**WHAT TO DO**.
1. According to the excerpt on Hout Bophana, in what year was her file found at Tuol Sleng?
2. Resume the passage about Hout Bophana and the Tuol Sleng files, writing on from its final sentence.
-- START OF EXCERPT --
The Tuol Sleng Museum, housed in the former Khmer Rouge secret prison in Phnom Penh, is Cambodia’s memorial to the nearly two million people who died during the genocidal reign of Pol Pot.
Among all those victims, one woman’s life—and death—has come to symbolize the horrors of the Khmer Rouge regime. Her name is Hout Bophana, and her story is told in a movie shown twice a day at the museum. Sometimes called the Anne Frank of Cambodia, Hout Bophana has become a folk heroine, known for the letters and confessions she wrote before her torture and murder by the Khmer Rouge.
Every novelist knows that minor characters have a way of taking over the narrative. But in the years since I first told her story in my 1986 book, ‘’When the War Was Over,’’ a history of modern Cambodia, Bophana has taken on a life of her own and shown me the same thing can happen in nonfiction. Then again, Hout Bophana was overwhelming from the start.
In the immediate years after the Vietnamese overthrew Pol Pot, researchers got a first look at the hundreds of secret files kept at Tuol Sleng. Our priority was to reconstruct the history of Pol Pot’s regime, which forced confessions of key political figures. But I also searched for average Cambodians, people whose individual stories could illuminate the larger tragedy. When I unearthed Hout Bophana’s file in 1981, my stomach dropped. The dossier was filled with love letters. In the middle of one of the 20th century’s worst instances of mass murder, here was a beautiful young woman secretly writing love letters to her husband, knowing full well that in the closed Khmer dictatorship, she would be killed if they were found.
-- END OF EXCERPT --
-- START OF INFORMATION SHOWN --
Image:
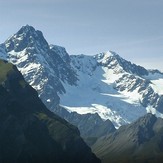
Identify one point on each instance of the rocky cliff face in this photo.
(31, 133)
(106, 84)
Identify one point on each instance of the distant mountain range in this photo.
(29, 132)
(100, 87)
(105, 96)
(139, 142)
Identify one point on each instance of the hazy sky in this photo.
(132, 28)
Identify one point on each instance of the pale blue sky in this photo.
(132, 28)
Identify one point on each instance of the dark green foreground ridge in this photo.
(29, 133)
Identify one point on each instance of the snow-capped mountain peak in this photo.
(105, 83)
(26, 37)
-- END OF INFORMATION SHOWN --
-- START OF INFORMATION SHOWN --
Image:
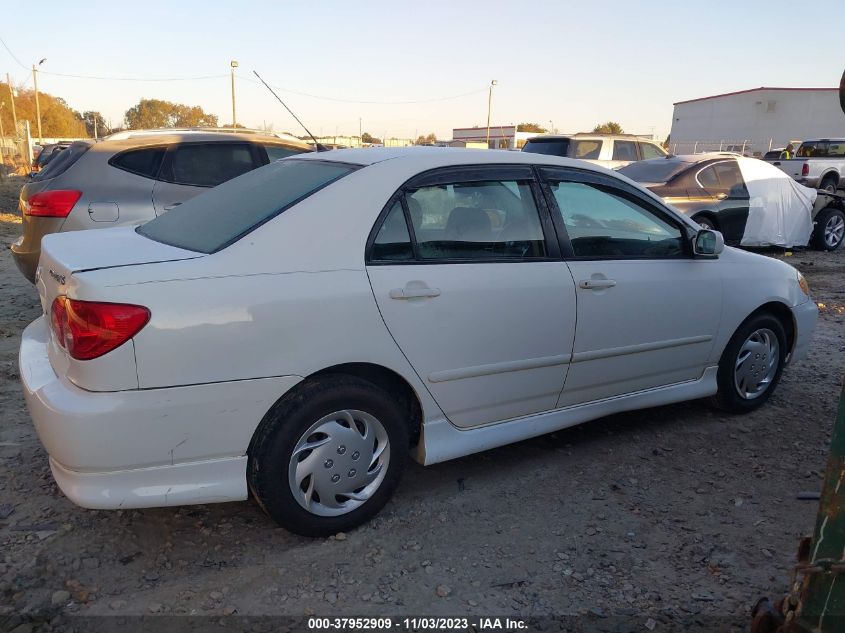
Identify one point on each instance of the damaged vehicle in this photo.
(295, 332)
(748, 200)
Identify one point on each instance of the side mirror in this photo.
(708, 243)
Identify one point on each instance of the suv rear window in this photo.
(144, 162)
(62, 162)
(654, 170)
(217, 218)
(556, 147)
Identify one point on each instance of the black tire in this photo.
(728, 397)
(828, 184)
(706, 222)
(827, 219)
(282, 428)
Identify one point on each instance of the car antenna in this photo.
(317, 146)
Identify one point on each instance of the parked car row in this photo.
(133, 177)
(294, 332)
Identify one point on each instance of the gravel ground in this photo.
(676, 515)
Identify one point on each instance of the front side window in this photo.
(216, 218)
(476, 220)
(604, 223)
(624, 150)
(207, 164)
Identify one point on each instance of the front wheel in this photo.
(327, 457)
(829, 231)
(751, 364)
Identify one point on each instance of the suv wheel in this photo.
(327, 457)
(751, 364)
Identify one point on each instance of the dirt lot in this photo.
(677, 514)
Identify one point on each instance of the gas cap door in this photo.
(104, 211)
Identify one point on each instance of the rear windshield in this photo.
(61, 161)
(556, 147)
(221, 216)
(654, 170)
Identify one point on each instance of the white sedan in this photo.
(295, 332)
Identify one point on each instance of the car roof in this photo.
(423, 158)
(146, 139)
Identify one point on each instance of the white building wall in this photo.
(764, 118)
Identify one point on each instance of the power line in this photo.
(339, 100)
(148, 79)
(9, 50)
-- END OF INFORMATION SHOWN --
**RESULTS IN ORDER**.
1. 1981

2.
Her voice, crying out from the grave, was impossible to ignore. Although Hout Bophana had no role in the political history of her country, I knew she belonged in the center of my 500-page book.
I recounted how she and her husband, Ly, had fled their hometown, East Baray, during the early years of the war and become separated. Ly took refuge in a Buddhist monastery. Hout Bophana fled to Phnom Penh, but not before being raped by a government soldier and giving birth to a son. She sold her possessions for cash and worked at a Western-run charity for women.
Each presumed the other dead, until they were reunited after the Khmer Rouge victory. Ly had left the monastery and fought for the Khmer Rouge. Hout Bophana was at the other end of the political hierarchy, a citizen of the defeated regime and a near-slave working in the fields near East Baray. For that reason alone, the two should have been wary of rekindling their love. The stakes grew even higher as the regime systematically tried to tear apart families, in order to exert maximum control.
But Hout Bophana wasn’t cowed.
Instead, she dared to write letters to her husband. In them she was coquettish, dramatic and very real in her longing for his love. She proposed schemes to evade the rules so they could see each other. Sometimes she signed her notes ‘’Flower of Dangerous Love.’’ Other times she signed as Sita, after the heroine of the ‘’Ramayana,’’ the Indian epic that teaches the ideal virtues of duty and love in the face of separation and adversity. When Hout Bophana was not yet 25 and her husband only 27, they were captured, tortured and murdered, just because of their letters, which had been stuffed into Bophana’s file—the thickest at the Tuol Sleng torture center—as evidence, and left there as a rare, if not unique, account of the daily indignities and heartbreak under the Khmer Rouge.
When my book first appeared, Hout Bophana was largely ignored by reviewers, who focused on the larger story of how Pol Pot came to power and ruined Cambodia. But once the book started reaching Cambodians, especially in the large expatriate community in France, things began to change.
For one thing, Hout Bophana was headed for the screen. In 1994, a young Cambodian filmmaker, Rithy Panh, called me from Paris to say he wanted to make a movie of her life. ‘’Bophana: A Cambodian Tragedy’’ was the first Cambodian-language film about the Khmer Rouge massacres, and won several international awards.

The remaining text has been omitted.